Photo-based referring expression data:
-=-=-=-=-
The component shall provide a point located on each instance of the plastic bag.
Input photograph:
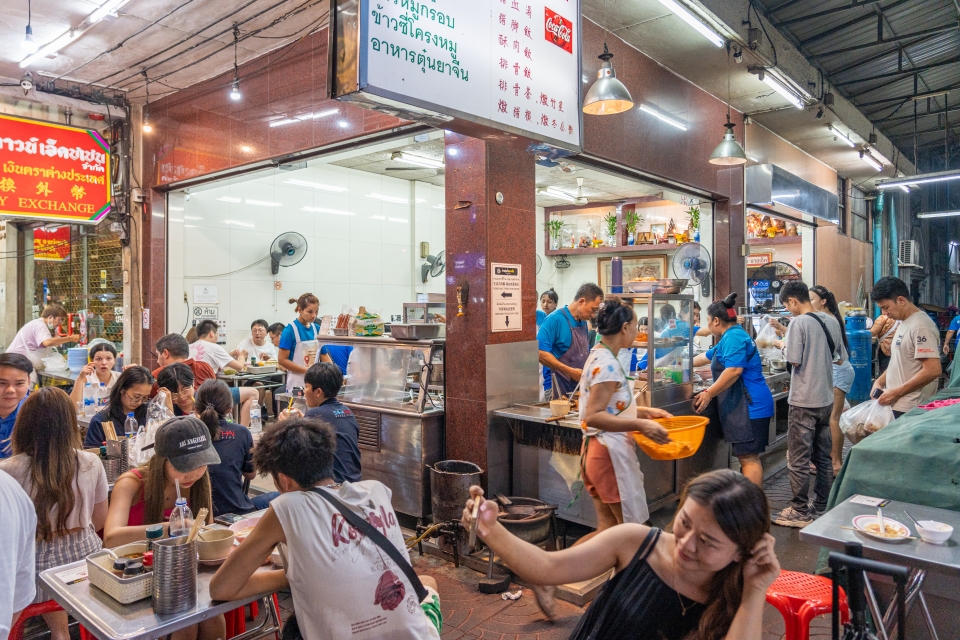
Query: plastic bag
(141, 445)
(767, 335)
(864, 419)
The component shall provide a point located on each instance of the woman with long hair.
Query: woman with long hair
(743, 399)
(233, 443)
(298, 345)
(843, 373)
(705, 581)
(99, 370)
(68, 487)
(129, 395)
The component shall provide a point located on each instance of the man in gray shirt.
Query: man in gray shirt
(813, 343)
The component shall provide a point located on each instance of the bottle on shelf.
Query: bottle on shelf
(181, 519)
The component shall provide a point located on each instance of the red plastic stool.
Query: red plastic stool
(801, 597)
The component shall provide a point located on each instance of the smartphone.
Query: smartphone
(226, 519)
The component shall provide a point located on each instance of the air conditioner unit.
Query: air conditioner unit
(909, 253)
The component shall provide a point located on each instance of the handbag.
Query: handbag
(291, 628)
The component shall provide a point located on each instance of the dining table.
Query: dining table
(934, 568)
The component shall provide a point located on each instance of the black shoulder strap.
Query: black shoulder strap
(377, 538)
(833, 346)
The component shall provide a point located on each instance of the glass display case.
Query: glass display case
(666, 378)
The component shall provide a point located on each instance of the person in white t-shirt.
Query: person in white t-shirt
(258, 345)
(361, 593)
(911, 377)
(207, 350)
(17, 553)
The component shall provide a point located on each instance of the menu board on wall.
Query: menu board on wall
(53, 172)
(513, 65)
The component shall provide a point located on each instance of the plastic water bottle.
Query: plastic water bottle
(89, 400)
(181, 519)
(130, 425)
(255, 425)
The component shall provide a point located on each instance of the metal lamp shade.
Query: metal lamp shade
(607, 95)
(729, 151)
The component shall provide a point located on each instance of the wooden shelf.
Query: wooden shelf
(777, 240)
(606, 251)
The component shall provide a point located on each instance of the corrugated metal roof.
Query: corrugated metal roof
(920, 38)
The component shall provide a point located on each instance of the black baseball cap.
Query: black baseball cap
(185, 442)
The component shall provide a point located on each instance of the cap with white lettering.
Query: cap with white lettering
(185, 442)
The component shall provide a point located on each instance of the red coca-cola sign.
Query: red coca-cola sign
(558, 30)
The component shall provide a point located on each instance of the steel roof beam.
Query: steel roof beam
(897, 39)
(827, 12)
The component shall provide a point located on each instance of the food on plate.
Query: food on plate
(888, 531)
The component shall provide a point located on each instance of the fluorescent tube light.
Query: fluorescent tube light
(689, 18)
(782, 90)
(939, 214)
(920, 179)
(336, 212)
(843, 137)
(316, 185)
(419, 161)
(866, 157)
(656, 114)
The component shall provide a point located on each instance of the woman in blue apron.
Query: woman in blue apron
(744, 403)
(298, 342)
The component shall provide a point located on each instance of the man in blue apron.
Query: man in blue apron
(563, 339)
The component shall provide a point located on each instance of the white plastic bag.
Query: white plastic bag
(864, 419)
(141, 445)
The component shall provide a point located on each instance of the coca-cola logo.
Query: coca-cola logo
(558, 30)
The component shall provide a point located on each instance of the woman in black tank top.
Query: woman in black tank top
(705, 581)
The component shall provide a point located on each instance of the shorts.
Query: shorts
(843, 376)
(761, 438)
(599, 477)
(431, 607)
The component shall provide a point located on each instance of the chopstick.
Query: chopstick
(200, 519)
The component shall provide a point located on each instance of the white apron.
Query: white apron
(299, 353)
(623, 455)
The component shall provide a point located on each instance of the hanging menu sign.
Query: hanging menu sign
(512, 65)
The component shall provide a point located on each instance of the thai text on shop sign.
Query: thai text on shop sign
(511, 64)
(505, 298)
(53, 172)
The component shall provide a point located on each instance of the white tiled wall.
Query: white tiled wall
(363, 232)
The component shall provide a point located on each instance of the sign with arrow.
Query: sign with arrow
(506, 297)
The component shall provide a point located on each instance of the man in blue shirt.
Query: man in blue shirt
(563, 339)
(15, 371)
(322, 383)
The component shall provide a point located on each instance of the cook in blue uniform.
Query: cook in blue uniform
(744, 402)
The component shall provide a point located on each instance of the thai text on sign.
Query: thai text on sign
(53, 172)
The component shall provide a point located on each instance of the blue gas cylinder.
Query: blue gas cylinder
(861, 357)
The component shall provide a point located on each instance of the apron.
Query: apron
(575, 357)
(733, 407)
(299, 352)
(623, 455)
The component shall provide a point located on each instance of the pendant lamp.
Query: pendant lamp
(729, 151)
(607, 95)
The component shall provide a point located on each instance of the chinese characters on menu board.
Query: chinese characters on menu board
(506, 62)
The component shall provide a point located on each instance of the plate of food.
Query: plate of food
(242, 528)
(893, 531)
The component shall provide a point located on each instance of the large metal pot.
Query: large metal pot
(534, 529)
(450, 482)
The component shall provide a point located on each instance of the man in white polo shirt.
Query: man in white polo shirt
(914, 368)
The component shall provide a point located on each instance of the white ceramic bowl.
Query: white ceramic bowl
(934, 532)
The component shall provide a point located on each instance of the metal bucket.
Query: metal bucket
(450, 482)
(174, 575)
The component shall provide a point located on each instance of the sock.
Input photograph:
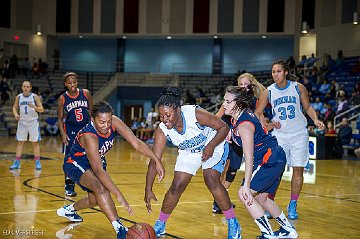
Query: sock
(283, 221)
(294, 196)
(117, 225)
(272, 196)
(229, 213)
(70, 207)
(264, 225)
(163, 216)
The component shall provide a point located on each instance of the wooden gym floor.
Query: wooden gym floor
(329, 205)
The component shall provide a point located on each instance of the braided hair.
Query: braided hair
(285, 67)
(171, 97)
(243, 96)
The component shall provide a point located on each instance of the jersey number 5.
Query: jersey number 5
(283, 112)
(79, 115)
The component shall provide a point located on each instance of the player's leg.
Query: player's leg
(180, 181)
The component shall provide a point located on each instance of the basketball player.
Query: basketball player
(73, 114)
(26, 107)
(264, 163)
(288, 100)
(200, 138)
(86, 165)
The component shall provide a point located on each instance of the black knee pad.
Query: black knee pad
(230, 174)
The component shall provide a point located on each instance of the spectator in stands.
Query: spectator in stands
(324, 87)
(25, 67)
(311, 60)
(330, 127)
(356, 69)
(345, 132)
(341, 104)
(5, 91)
(339, 60)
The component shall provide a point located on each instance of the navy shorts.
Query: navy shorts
(266, 177)
(74, 170)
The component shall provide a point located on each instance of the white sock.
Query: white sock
(283, 221)
(264, 225)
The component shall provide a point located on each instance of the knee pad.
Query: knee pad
(230, 174)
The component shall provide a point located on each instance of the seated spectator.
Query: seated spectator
(52, 126)
(324, 87)
(341, 104)
(345, 132)
(356, 69)
(311, 60)
(330, 127)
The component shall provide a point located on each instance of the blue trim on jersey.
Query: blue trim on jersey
(184, 125)
(287, 86)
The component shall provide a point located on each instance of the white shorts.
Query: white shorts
(296, 147)
(188, 162)
(30, 128)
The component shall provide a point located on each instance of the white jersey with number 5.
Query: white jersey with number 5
(27, 113)
(287, 108)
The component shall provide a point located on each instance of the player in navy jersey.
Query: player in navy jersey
(86, 165)
(264, 162)
(73, 114)
(200, 138)
(288, 100)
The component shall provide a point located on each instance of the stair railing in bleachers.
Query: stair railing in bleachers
(349, 111)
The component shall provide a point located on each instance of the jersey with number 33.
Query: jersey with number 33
(76, 108)
(287, 108)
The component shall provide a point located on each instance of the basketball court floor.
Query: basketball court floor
(329, 205)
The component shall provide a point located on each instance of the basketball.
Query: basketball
(141, 231)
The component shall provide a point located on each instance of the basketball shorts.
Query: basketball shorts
(296, 147)
(188, 162)
(28, 128)
(75, 169)
(266, 178)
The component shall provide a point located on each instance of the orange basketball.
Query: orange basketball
(141, 231)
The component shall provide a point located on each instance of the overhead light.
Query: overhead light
(304, 27)
(38, 30)
(355, 18)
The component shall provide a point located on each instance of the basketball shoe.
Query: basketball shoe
(234, 229)
(266, 236)
(286, 232)
(121, 234)
(15, 165)
(37, 165)
(159, 228)
(70, 190)
(292, 213)
(71, 215)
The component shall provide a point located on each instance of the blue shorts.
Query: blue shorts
(235, 159)
(75, 169)
(71, 132)
(266, 177)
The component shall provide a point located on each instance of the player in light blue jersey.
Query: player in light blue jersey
(26, 107)
(200, 138)
(288, 100)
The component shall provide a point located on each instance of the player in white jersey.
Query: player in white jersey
(26, 107)
(288, 100)
(200, 138)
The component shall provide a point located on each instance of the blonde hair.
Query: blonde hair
(259, 88)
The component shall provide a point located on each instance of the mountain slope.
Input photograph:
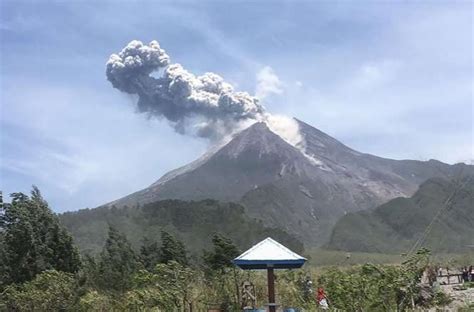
-=-=-=-=-
Extract, word for word, each line from the top of the data down to and including the line with "in white t-shirt."; skip the pictures.

(Solution to this problem):
The component shall provide a point located on each instance of the plastic bag.
Input photograph:
Query: plastic bag
(141, 445)
(767, 335)
(864, 419)
The component shall provide a point located on each instance of the woman with long hair.
Query: woman with long hair
(743, 399)
(233, 443)
(298, 345)
(843, 373)
(705, 581)
(99, 370)
(68, 487)
(129, 395)
The component shall provide a point located on each instance of the man in gray shirt.
Query: man in gray shirt
(813, 343)
The component shall provide a point located on each instance of the bottle on shelf.
Query: bottle on shelf
(181, 519)
The component shall provide a point located on each instance of the red plastic stool.
Query: red plastic stool
(801, 597)
The component shall provide a point located on each instance of the smartphone.
Query: smartphone
(226, 519)
The component shall provide a point located on each instance of the air conditioner unit.
Query: air conditioner unit
(909, 253)
The component shall provide a point located on each instance of the handbag.
Query: handbag
(291, 628)
The component shall provide a point located on each instance of the dining table.
Query: dining table
(934, 568)
The component shall provide a point located on each instance of the black shoulder strap.
Query: black shoulder strap
(377, 538)
(833, 346)
The component shall provide a point located on each instance of the glass display case.
Query: glass display case
(666, 378)
The component shall provide a point located on each instance of the person in white t-shirt.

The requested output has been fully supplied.